▶ _Tasks to complete_
1. In the news item on NYCAMH's new director, who co-founded NYCAMH with Dr. John May?
2. Using the news item on NYCAMH's new director, explain why Dr. John May is cutting back his time at NYCAMH and the Bassett Research Institute.
3. Copy the news item on NYCAMH's new director word for word from "Promoted, Julie Sorensen Succeeds Dr." to "transitions toward retirement.".

Promoted, Julie Sorensen Succeeds Dr. John May As NYCAMH Director

Promoted, Julie Sorensen Succeeds

Dr. John May As NYCAMH Director

Sorensen
Sorensen

FLY CREEK – Julie Sorensen, Ph.D., MA, BA, has been named director of Bassett’s New York Center for Agricultural Medicine and Health, succeeding Dr. John May.  Sorensen is also director of the Northeast Center for Occupational Health and Safety, which works out of the same offices as NYCAMH.

Dr. May co-founded NYCAMH with Dr. David Pratt in the early 1980s. Since its founding, NYCAMH has grown and developed into a nationally recognized leader in agricultural and rural health and safety. In addition to his work at NYCAMH, May has also been serving as director of the Bassett Research Institute and is now reducing his time at both as he transitions toward retirement.

“Julie Sorensen has done a remarkable job of developing and leading NYCAMH’s very successful ROPS Retrofit Program that has partnered with the New York Legislature in assisting the state’s farmers to install life-saving rollbars on their older tractors,” notes Dr. May.  “In recent years NYCAMH’s Northeast Center activities have blossomed under her leadership.  She has the full support of NYCAMH’s staff as she assumes the leadership role.  We all feel blessed to have someone of Julie’s capabilities lead the team.”

(Saved items from a collection)
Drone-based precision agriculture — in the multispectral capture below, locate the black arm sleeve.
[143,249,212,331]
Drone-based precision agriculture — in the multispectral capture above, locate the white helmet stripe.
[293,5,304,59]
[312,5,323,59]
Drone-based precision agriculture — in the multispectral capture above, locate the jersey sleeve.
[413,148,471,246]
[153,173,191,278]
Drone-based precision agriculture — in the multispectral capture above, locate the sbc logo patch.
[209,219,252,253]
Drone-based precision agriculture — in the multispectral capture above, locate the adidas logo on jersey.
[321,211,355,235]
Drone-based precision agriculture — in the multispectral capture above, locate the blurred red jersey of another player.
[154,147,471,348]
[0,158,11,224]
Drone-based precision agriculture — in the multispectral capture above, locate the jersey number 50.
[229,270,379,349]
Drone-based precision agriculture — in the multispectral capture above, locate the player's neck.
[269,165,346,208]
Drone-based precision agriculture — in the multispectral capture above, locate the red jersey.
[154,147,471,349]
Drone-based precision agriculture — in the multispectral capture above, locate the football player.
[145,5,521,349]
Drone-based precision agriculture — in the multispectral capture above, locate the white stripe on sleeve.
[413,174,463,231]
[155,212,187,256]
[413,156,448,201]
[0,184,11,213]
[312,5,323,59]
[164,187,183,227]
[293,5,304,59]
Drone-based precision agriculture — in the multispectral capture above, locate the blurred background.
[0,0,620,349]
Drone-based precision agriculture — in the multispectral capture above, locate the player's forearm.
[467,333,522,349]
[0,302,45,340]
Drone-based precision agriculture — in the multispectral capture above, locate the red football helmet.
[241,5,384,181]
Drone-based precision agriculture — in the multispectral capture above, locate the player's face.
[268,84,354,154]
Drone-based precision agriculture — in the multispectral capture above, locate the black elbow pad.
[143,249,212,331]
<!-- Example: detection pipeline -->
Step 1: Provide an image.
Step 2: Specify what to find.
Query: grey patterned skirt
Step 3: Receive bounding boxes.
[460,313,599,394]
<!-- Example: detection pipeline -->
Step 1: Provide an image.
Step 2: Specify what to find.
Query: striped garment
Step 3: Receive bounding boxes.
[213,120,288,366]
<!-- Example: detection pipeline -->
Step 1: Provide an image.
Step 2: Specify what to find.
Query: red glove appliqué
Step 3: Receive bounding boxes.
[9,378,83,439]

▶ _Answers to the tasks_
1. Dr. David Pratt.

2. Dr. May is reducing his time at both places because he is moving toward retirement. Julie Sorensen succeeds him as NYCAMH director.

3.
Promoted, Julie Sorensen Succeeds Dr. John May As NYCAMH Director

Promoted, Julie Sorensen Succeeds

Dr. John May As NYCAMH Director

Sorensen
Sorensen

FLY CREEK – Julie Sorensen, Ph.D., MA, BA, has been named director of Bassett’s New York Center for Agricultural Medicine and Health, succeeding Dr. John May.  Sorensen is also director of the Northeast Center for Occupational Health and Safety, which works out of the same offices as NYCAMH.

Dr. May co-founded NYCAMH with Dr. David Pratt in the early 1980s. Since its founding, NYCAMH has grown and developed into a nationally recognized leader in agricultural and rural health and safety. In addition to his work at NYCAMH, May has also been serving as director of the Bassett Research Institute and is now reducing his time at both as he transitions toward retirement.